[START PROVIDED DATA]

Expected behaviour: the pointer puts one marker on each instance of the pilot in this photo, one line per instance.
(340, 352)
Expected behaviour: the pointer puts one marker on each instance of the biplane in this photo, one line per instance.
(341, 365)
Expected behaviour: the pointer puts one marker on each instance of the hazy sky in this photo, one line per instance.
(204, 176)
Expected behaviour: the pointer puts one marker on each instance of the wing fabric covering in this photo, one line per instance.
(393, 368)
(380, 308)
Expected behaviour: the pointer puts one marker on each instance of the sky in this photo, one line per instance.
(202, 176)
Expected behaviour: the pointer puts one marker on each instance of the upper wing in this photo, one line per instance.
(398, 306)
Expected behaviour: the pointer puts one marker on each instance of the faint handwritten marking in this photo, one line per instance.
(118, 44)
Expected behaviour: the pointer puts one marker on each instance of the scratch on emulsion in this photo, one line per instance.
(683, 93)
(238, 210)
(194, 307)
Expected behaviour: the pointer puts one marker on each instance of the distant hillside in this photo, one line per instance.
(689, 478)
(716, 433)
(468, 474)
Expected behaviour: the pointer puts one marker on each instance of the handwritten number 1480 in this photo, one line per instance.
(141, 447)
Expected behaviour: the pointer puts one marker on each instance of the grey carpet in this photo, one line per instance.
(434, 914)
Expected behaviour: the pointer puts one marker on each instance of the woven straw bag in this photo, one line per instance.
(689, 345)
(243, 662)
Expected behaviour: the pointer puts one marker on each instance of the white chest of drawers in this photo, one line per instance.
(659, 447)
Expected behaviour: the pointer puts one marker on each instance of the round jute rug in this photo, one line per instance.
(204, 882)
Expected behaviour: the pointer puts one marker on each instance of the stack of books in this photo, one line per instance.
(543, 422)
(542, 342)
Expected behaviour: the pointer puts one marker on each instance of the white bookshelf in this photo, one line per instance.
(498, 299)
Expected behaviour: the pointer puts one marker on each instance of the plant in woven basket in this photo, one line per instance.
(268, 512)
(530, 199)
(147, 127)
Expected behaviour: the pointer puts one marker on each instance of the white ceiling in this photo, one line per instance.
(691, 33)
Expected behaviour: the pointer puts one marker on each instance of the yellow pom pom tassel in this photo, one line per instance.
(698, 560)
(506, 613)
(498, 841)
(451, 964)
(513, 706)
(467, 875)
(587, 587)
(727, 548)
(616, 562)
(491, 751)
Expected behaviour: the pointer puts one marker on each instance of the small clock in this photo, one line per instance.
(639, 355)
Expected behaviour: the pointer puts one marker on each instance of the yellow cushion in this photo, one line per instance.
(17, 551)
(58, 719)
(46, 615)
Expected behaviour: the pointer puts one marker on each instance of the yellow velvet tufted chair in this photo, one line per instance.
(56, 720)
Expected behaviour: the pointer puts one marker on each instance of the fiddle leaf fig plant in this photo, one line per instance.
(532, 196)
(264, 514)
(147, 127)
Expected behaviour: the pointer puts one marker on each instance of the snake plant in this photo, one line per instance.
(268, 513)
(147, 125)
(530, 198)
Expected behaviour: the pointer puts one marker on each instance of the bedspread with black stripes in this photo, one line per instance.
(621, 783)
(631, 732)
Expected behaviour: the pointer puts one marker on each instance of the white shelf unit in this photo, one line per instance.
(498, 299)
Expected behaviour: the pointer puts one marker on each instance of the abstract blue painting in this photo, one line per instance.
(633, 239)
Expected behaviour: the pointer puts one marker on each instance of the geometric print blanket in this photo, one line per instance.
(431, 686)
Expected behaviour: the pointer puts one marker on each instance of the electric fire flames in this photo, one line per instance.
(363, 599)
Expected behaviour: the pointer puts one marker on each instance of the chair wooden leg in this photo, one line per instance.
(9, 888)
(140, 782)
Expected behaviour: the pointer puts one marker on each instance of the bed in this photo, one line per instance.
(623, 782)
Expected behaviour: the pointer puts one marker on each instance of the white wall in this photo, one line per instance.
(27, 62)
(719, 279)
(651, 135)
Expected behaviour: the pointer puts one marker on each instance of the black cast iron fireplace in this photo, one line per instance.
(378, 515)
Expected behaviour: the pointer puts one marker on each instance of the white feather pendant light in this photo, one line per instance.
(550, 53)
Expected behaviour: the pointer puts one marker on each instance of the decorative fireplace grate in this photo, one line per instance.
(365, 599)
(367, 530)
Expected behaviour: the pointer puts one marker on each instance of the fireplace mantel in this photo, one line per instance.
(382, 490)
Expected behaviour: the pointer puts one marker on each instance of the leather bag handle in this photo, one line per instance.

[END PROVIDED DATA]

● WHAT YOU HAVE TO DO:
Retype the material in full, character for character.

● TASK SOLUTION:
Expected behaviour: the pointer puts one marker on each instance of the pilot in this photo, one line per instance.
(340, 352)
Expected behaviour: the pointer puts one marker on each instance of the biplane in this photo, one line per instance.
(341, 365)
Expected behaviour: the pointer puts one marker on each instance of the hazy sky in this photo, one line per instance.
(204, 176)
Expected behaviour: the pointer puts one marker on each instance of the wing fabric covering in this photo, one line per instance.
(393, 368)
(380, 308)
Expected behaviour: the pointer puts one marker on each instance of the sky in this photo, one line per instance.
(202, 176)
Expected behaviour: the pointer puts one marker on each instance of the upper wing in this photo, one line per instance.
(398, 306)
Expected behaviour: the pointer puts one marker on each instance of the faint handwritten marking in this photo, one line per instance.
(118, 44)
Expected behaviour: the pointer puts one marker on each instance of the scratch on emulsion in this photo, one line per instance.
(683, 93)
(238, 210)
(194, 307)
Expected behaviour: the pointer puts one marker on each instance of the distant hillside in this photo, one line per instance.
(689, 478)
(716, 433)
(468, 474)
Expected behaviour: the pointer puts one marker on each instance of the handwritten number 1480 in this photo, one line per instance.
(141, 447)
Expected behaviour: the pointer puts one marker on each instance of the grey carpet in this photo, one line per instance.
(434, 914)
Expected behaviour: the pointer puts one marker on each instance of the woven straw bag in this photo, one line per instance.
(689, 345)
(243, 662)
Expected behaviour: the pointer puts one marker on each instance of the white chest of drawers in this photo, one line per instance.
(659, 447)
Expected behaviour: the pointer puts one marker on each instance of the round jute rug in this photo, one line per instance.
(204, 882)
Expected behaviour: the pointer puts one marker on each instance of the stack of books in this photo, one line per instance.
(543, 422)
(542, 342)
Expected behaviour: the pointer puts one marker on each instance of the white bookshelf in this photo, one line per instance.
(498, 299)
Expected behaviour: the pointer puts one marker on each instance of the plant in woven basket in this photo, one line per instance.
(268, 512)
(530, 199)
(147, 127)
Expected behaviour: the pointer puts one marker on each instance of the white ceiling in this photo, one line per instance.
(691, 33)
Expected behaviour: the pointer puts one marker on each instance of the yellow pom pom tassel in this photo, one line per instance.
(698, 560)
(506, 613)
(498, 841)
(451, 964)
(513, 706)
(467, 875)
(587, 587)
(727, 548)
(616, 562)
(491, 751)
Expected behaviour: the pointer puts one marker on each instance of the small clock in this photo, one line per instance.
(639, 355)
Expected behaviour: the pointer puts one marker on each instance of the yellow cushion in this photo, one line per instance.
(17, 551)
(58, 719)
(46, 615)
Expected behaviour: the pointer puts one marker on each instance of the yellow velvet tufted chair in this photo, one line per instance.
(56, 720)
Expected behaviour: the pointer puts one marker on each instance of the fiddle leaf fig plant in this photo, one line per instance.
(532, 196)
(264, 514)
(147, 127)
Expected behaviour: the pointer puts one marker on each instance of the snake plant in this photo, one line per instance.
(268, 513)
(147, 125)
(530, 198)
Expected behaviour: the pointer puts one marker on each instance of the bedspread with black stripes in this photo, one line per instance.
(621, 783)
(631, 732)
Expected behaviour: the pointer puts one marker on each instance of the white shelf unit in this photo, one line per instance.
(498, 299)
Expected behaviour: the pointer puts one marker on each instance of the abstract blue painting in this photo, one line per instance.
(633, 239)
Expected behaviour: the pointer puts one marker on each instance of the geometric print blanket in this photo, one line per instance.
(431, 686)
Expected behaviour: the pointer puts one marker on each instance of the electric fire flames in this photo, one line per instance.
(363, 599)
Expected behaviour: the pointer puts one marker on each instance of the chair wooden leg in this photo, one line per instance.
(9, 888)
(140, 782)
Expected behaviour: the pointer puts one marker on each instance of the bed in this photo, one line per instance.
(623, 782)
Expected behaviour: the pointer puts one marker on each instance of the white wall in this photo, one line per instance.
(27, 62)
(719, 279)
(651, 135)
Expected behaviour: the pointer puts one marker on each instance of the black cast iron fireplace in this photo, one line per instance.
(378, 515)
Expected behaviour: the pointer puts one marker on each instance of the white feather pendant light in this photo, one line per instance.
(550, 53)
Expected behaviour: the pointer puts one marker on each instance of the decorative fireplace grate in this photo, one line per instance.
(365, 599)
(367, 530)
Expected behaviour: the pointer puts one marker on each instance of the fireplace mantel in this photo, one line per instance.
(382, 490)
Expected behaviour: the pointer puts one marker on each instance of the leather bag handle in this photo, one line per instance.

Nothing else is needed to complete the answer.